Required task 1: Retype every line of the listing below without changing anything, but leave the picture out of your answer.
-- Start of Selected text --
Tuesday, February 08, 2005

Licensing Audio Rights

Question: We are about to release our first book, ScreamFree Parenting, Raising Your Kids While Keeping Your Cool, and have an audio 4-cd set that is also for sale. The folks at a web site have expressed interest in selling the cd's, but the royalties they have offered us (they would reproduce and do all of the work and just send us a check) seems incredibly low. They also want the right to sublicense to others, which seems an affront to me. Would you have any thoughts on working with them and/or what would by a typical royalty to receive in this type of setup? Thank you so much for your help.

Answer: The sub-licensing allows them to sell more of your CD set. Since you didn't say the amount of the royalty they offered, I can't comment on whether it was fair or not. The important thing is to offer then a non-exclusive license to reproduce and sell your CD set. That allows you to license others as well -- and to sell rights to another audio publisher at some point. You should probably also set a time limit on the license or some other limit that allows you to take back the license if things don't work out well between the two of you.
-- End of Selected text --
-- Start of Data excerpts --
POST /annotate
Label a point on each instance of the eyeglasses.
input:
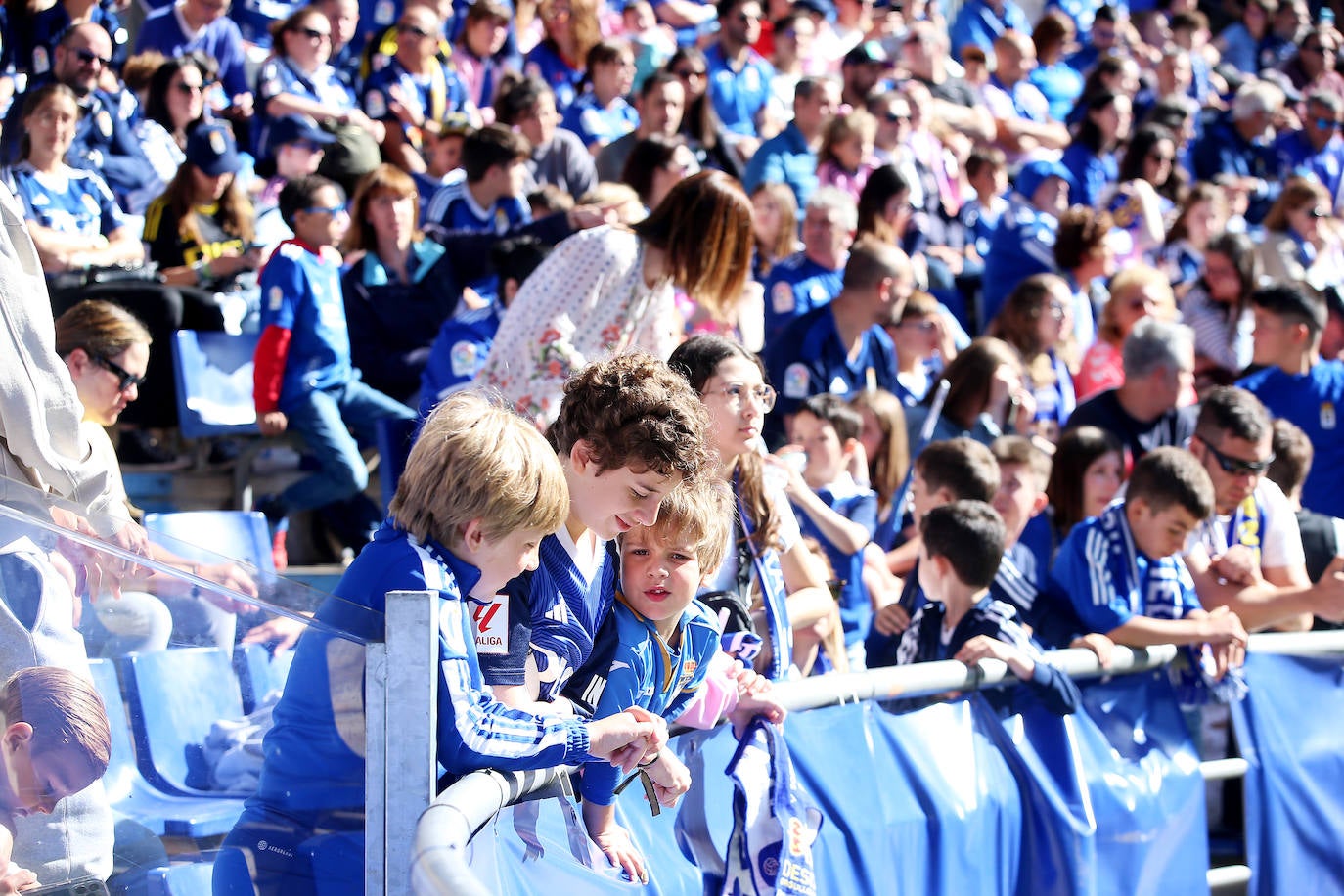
(125, 379)
(89, 57)
(1239, 467)
(762, 395)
-- End of Data excerpts --
Required task 2: Echo word for word the part of the piece on licensing audio rights that opens with the words containing "Licensing Audio Rights" and closes with "for your help.".

Complete response 1:
POST /annotate
Label a point on each instance of the eyeglasses.
input:
(125, 379)
(89, 57)
(1239, 467)
(762, 395)

Complete response 2:
Licensing Audio Rights

Question: We are about to release our first book, ScreamFree Parenting, Raising Your Kids While Keeping Your Cool, and have an audio 4-cd set that is also for sale. The folks at a web site have expressed interest in selling the cd's, but the royalties they have offered us (they would reproduce and do all of the work and just send us a check) seems incredibly low. They also want the right to sublicense to others, which seems an affront to me. Would you have any thoughts on working with them and/or what would by a typical royalty to receive in this type of setup? Thank you so much for your help.